CHALLENGE: From the line containing "Indicate one point per instance of the seal hind" through the last line, inclusive, reproduce every line with its request text unchanged, and shift each x and y coordinate in the results by -123.

ENTRIES PROVIDED:
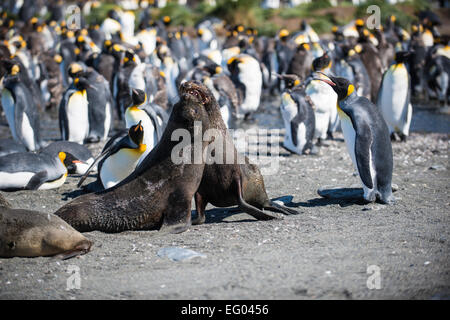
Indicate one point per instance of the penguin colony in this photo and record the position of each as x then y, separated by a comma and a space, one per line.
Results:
117, 81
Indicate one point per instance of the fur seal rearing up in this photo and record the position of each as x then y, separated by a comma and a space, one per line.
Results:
158, 193
237, 183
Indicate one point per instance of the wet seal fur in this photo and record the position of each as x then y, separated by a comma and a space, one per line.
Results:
26, 233
158, 194
238, 183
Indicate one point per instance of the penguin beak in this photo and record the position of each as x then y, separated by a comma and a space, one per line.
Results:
331, 83
328, 80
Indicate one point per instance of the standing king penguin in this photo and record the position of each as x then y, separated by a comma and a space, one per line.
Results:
394, 97
367, 138
74, 113
20, 109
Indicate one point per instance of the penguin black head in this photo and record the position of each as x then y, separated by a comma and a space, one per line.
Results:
138, 97
322, 62
75, 69
290, 80
70, 161
81, 83
342, 86
11, 67
136, 133
402, 56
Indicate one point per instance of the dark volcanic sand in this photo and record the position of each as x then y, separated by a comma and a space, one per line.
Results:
323, 252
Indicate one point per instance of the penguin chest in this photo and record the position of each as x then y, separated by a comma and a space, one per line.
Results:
77, 117
118, 166
393, 100
15, 180
349, 135
8, 107
251, 77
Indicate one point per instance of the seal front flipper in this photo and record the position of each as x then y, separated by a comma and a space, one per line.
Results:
37, 180
83, 248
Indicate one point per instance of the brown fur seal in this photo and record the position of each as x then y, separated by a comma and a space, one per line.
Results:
26, 233
158, 194
225, 185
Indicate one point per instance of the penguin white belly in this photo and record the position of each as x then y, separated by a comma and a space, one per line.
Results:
77, 116
251, 77
324, 99
393, 99
15, 180
118, 166
8, 108
288, 112
53, 184
350, 139
28, 134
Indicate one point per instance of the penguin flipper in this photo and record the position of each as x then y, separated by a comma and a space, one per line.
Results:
37, 180
363, 142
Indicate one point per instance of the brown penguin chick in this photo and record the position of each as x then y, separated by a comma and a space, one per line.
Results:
232, 183
26, 233
159, 192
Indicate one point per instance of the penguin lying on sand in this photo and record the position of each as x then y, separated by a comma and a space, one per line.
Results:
30, 171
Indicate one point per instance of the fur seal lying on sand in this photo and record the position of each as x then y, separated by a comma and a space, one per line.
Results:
158, 193
26, 233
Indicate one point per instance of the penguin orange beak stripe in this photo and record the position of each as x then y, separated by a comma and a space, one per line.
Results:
331, 83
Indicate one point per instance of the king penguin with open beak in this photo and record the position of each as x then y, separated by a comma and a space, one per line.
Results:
367, 138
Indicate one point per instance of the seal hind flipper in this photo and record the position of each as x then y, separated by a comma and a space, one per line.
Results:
251, 210
275, 207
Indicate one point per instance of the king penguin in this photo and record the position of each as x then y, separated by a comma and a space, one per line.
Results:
31, 171
324, 99
20, 109
119, 159
247, 77
297, 110
74, 113
367, 138
394, 97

COMPLETE RESPONSE:
Indicate one point per instance of the seal hind flipper in this photo and record the position of each as x then y, separated by a comma and a space, one per line.
Results:
128, 87
152, 84
Indicate one point per instance of the king penguin in this photo and record the position of each as x then y, separated by a comma and a space, one per line.
Results:
-92, 48
201, -24
-103, -14
-4, 36
124, -46
174, -13
-49, -10
244, 15
271, -26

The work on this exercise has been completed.